• Aim of the task: Pull out every line in the entries below that contains the string "collar", and copy each such line in full. Case counts when matching.

(Collection entries)
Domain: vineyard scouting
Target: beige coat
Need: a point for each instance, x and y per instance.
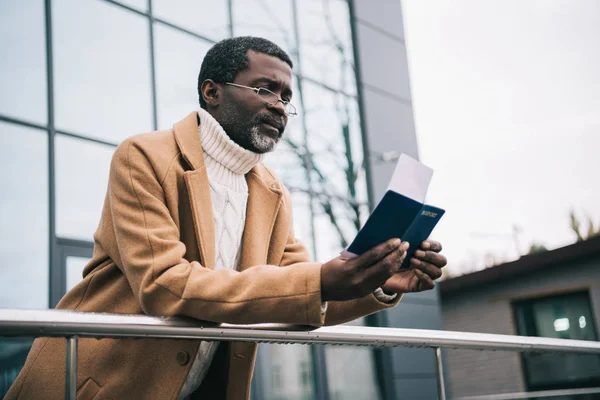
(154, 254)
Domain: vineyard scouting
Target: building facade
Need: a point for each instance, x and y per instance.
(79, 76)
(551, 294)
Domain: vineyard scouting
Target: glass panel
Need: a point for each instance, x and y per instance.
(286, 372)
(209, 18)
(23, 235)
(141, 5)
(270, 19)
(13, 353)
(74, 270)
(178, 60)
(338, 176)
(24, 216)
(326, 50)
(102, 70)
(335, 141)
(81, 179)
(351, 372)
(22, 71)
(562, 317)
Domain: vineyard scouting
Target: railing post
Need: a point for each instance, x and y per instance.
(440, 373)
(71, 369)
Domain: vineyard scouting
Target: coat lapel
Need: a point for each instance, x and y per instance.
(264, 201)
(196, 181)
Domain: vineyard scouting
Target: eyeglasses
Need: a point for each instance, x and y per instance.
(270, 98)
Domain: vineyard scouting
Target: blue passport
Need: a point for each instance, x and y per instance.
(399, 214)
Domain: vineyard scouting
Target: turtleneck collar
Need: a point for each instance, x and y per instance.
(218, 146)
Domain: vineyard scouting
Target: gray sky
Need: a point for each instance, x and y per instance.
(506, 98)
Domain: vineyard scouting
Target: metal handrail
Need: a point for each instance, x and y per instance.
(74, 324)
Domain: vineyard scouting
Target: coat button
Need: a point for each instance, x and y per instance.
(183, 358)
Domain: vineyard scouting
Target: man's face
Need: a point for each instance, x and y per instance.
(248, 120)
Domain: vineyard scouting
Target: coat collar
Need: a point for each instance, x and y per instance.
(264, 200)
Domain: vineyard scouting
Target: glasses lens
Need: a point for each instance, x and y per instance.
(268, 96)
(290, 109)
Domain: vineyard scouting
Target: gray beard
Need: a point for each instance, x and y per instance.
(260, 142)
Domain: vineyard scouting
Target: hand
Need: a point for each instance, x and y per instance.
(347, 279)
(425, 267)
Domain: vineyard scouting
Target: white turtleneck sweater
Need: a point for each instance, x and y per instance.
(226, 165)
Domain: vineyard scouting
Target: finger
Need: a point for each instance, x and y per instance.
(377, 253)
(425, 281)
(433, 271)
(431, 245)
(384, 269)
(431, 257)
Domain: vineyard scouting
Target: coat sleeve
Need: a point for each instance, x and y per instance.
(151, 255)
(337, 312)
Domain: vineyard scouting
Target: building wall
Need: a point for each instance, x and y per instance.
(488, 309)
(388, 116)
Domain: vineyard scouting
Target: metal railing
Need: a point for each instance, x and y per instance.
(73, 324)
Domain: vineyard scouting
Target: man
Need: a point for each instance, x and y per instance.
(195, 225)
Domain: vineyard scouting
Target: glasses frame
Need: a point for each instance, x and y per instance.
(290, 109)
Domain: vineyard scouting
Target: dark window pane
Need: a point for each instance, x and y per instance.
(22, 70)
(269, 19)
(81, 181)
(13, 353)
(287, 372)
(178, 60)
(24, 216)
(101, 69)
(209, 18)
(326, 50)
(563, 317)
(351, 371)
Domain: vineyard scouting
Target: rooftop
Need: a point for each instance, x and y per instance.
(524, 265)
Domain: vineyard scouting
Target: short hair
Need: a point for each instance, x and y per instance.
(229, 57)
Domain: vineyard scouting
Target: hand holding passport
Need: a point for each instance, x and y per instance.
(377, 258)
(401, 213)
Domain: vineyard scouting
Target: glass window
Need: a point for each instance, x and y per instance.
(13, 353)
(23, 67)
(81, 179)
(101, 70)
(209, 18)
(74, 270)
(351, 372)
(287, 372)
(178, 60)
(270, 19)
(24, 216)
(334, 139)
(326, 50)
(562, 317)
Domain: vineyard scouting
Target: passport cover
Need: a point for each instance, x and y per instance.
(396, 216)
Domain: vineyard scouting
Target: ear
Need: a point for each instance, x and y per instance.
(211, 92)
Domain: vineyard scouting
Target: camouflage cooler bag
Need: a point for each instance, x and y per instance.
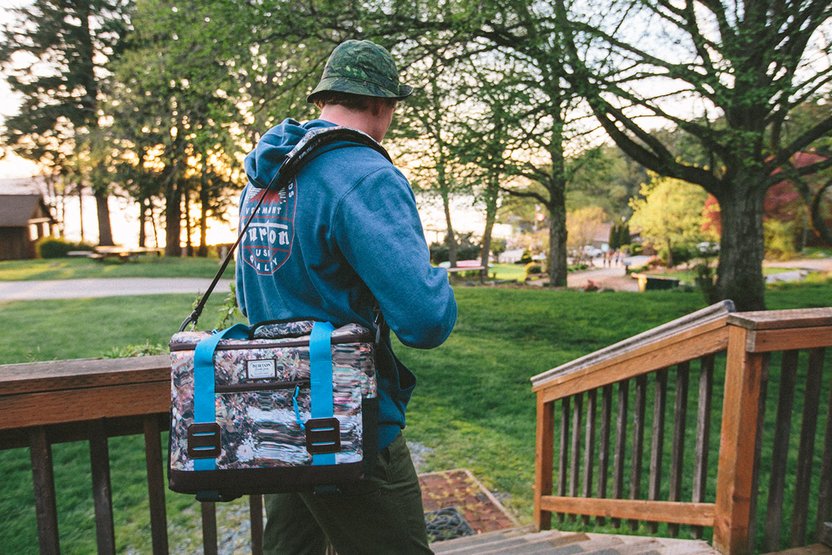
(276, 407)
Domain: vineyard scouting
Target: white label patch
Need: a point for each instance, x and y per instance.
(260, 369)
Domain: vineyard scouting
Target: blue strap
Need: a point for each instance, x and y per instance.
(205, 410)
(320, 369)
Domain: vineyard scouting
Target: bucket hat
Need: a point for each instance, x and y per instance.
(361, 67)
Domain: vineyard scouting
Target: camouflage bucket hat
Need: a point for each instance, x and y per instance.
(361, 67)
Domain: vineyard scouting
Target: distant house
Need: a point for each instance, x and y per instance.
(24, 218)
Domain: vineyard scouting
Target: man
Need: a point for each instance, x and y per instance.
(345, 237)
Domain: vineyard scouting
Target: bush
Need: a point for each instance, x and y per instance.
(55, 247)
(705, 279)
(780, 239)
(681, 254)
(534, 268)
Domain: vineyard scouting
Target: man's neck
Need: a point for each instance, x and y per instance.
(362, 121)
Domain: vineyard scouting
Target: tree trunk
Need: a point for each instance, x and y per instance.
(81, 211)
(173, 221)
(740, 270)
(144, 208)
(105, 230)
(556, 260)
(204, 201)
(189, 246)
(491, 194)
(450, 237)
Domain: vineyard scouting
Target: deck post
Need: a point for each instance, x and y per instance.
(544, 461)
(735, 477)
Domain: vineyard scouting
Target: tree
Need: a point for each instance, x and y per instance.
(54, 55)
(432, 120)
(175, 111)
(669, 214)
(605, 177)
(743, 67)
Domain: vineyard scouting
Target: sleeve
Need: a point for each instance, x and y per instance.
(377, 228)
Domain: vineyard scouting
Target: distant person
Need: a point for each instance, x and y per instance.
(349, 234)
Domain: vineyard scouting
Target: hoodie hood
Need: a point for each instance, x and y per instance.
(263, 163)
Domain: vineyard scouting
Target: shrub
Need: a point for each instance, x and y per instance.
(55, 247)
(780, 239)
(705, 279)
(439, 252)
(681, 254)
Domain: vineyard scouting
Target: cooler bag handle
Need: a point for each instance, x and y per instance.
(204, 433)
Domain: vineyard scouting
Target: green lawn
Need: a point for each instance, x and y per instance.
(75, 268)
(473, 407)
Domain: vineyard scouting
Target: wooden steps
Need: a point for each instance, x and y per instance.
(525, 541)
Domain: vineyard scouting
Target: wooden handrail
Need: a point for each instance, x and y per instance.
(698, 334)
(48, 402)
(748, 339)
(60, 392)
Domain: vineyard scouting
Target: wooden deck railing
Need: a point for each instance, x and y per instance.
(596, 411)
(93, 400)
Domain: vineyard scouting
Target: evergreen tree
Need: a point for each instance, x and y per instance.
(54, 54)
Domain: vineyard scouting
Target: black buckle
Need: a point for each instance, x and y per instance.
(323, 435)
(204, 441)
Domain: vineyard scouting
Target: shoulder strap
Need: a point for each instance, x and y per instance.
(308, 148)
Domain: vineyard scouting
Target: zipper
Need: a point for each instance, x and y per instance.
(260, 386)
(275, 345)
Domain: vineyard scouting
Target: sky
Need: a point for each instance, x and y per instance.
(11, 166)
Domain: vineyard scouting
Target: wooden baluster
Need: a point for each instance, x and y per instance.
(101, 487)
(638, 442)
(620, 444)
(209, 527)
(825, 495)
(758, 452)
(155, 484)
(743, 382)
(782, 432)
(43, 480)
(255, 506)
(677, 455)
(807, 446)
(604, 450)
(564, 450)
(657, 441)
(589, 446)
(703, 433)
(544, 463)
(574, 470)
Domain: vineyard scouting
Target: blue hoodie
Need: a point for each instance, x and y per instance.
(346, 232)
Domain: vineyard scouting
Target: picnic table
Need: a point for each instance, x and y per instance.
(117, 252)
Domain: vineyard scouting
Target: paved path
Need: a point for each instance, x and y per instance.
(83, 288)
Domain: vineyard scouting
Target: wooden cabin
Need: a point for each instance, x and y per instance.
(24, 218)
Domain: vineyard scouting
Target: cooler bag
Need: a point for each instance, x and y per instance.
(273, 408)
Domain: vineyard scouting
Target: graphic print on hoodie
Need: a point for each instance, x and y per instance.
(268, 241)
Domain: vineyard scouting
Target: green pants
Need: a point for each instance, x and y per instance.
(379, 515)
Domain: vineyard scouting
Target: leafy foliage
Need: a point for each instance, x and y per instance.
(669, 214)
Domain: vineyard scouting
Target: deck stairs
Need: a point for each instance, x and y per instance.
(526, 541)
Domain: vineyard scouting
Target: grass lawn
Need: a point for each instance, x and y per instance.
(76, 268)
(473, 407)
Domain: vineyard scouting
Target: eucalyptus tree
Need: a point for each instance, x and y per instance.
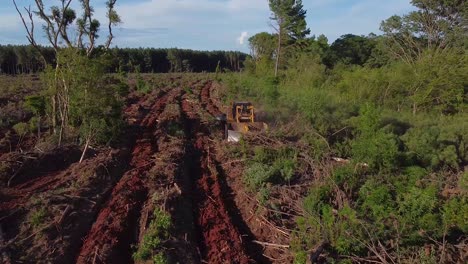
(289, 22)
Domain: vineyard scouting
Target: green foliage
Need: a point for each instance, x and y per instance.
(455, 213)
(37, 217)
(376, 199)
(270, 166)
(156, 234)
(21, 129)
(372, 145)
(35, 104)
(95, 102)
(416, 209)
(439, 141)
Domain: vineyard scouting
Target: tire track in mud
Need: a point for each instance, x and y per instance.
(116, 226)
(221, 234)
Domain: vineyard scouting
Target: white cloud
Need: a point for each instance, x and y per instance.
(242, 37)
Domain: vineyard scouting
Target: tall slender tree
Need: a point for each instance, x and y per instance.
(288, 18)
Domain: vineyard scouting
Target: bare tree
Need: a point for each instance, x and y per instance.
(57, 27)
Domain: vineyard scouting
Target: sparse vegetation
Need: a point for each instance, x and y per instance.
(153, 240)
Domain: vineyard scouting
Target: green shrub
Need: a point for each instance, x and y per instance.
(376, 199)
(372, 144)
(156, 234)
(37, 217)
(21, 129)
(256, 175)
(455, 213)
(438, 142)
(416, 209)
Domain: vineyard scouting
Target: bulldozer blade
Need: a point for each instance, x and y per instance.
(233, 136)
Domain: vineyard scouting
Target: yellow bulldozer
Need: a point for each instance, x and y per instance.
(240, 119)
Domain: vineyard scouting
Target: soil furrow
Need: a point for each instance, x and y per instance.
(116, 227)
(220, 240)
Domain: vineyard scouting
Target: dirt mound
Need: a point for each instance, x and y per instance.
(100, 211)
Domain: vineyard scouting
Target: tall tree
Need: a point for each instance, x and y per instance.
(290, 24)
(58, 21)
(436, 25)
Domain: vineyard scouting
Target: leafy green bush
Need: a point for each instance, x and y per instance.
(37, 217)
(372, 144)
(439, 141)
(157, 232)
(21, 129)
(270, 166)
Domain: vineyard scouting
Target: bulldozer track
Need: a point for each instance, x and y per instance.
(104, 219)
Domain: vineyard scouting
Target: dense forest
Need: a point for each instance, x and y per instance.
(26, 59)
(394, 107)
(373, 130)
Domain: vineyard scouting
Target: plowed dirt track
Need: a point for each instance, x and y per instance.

• Complete answer:
Target: turtleneck collar
Target: coat collar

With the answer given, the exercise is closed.